** Begin DATA PROVIDED **
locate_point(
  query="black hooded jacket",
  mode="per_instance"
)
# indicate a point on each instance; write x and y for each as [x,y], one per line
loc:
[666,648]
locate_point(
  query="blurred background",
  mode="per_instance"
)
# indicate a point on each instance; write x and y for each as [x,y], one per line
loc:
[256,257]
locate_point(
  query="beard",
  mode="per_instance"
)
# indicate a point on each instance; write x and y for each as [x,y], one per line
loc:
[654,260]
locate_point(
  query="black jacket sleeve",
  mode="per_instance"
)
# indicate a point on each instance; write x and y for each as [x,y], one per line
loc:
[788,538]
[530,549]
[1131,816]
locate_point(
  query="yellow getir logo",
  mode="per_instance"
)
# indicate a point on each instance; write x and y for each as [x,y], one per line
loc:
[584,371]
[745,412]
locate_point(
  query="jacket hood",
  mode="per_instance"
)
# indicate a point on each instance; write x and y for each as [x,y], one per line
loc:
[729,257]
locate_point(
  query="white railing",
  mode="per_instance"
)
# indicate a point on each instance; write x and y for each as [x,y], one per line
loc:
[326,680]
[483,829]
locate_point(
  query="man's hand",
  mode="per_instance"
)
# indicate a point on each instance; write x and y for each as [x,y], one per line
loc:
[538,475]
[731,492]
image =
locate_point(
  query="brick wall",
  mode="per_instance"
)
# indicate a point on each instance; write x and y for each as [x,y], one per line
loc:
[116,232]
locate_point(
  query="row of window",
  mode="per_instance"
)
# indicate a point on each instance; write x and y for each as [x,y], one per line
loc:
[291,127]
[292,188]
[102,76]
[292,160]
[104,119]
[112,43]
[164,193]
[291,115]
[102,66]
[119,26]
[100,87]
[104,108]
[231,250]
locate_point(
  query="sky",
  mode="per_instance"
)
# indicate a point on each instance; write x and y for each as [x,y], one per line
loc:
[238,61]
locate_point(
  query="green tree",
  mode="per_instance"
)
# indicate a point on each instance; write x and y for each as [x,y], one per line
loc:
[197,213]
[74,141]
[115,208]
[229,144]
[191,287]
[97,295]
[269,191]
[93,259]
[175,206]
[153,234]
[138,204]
** End DATA PROVIDED **
TASK REQUIREMENTS: Copy out the full listing exactly.

WORKED SOLUTION:
locate_point(
  query="black hooded jacket",
  mode="per_instance"
)
# indicate a point on each instance; write x and y for each as [x,y], one per line
loc:
[666,648]
locate_point(
  query="blurred background",
  mode="per_instance"
)
# indicate a point on each instance; write x and y for each as [x,y], one per line
loc:
[256,257]
locate_point(
  query="beard",
  mode="per_instance"
)
# indicate a point on each instance; write x and y for each as [x,y], one per line
loc:
[654,260]
locate_point(
  query="black jacket sleeve",
  mode="per_instance"
)
# indicate a point on each instance; write x and y for each as [x,y], one per line
loc:
[788,538]
[530,549]
[1131,816]
locate_point(
  query="yellow getir logo",
  mode="per_instance"
)
# indicate a point on each instance; write x and y for each as [x,y], one per line
loc:
[584,371]
[745,412]
locate_point(
  query="jacket hood",
  mode="per_instance"
)
# indicate a point on each instance; write x and y for each as [x,y], one per line
loc:
[729,257]
locate_point(
  query="white railing",
  mode="per_instance"
)
# indicate a point on each instance; write x and y for each as [x,y], one per line
loc:
[326,680]
[483,829]
locate_point(
  query="man's hand",
  mode="per_instance"
)
# indicate a point on each instance; write x and y for each as [x,y], one per line
loc:
[538,475]
[731,492]
image =
locate_point(
  query="brick wall",
  mode="per_instance"
)
# indicate a point on each instance; write x and y for each as [x,y], one per line
loc:
[116,232]
locate_point(
  query="row of window",
  mode="per_instance"
)
# indicate a point on each instance; write x and y for each as [x,y], one per line
loc:
[291,127]
[292,188]
[102,76]
[292,160]
[104,119]
[112,43]
[164,193]
[291,115]
[102,66]
[119,26]
[100,87]
[104,108]
[231,250]
locate_point(
  query="sky",
  mode="per_instance"
)
# indicate a point on each instance; write x and y for each as [x,y], one per line
loc:
[238,61]
locate_point(
  query="green tree",
  mode="per_instance"
)
# indicate a point on each instance; write x and y for each as [x,y], one per line
loc:
[197,213]
[74,141]
[115,208]
[229,144]
[191,287]
[97,295]
[269,191]
[93,259]
[175,206]
[153,234]
[138,204]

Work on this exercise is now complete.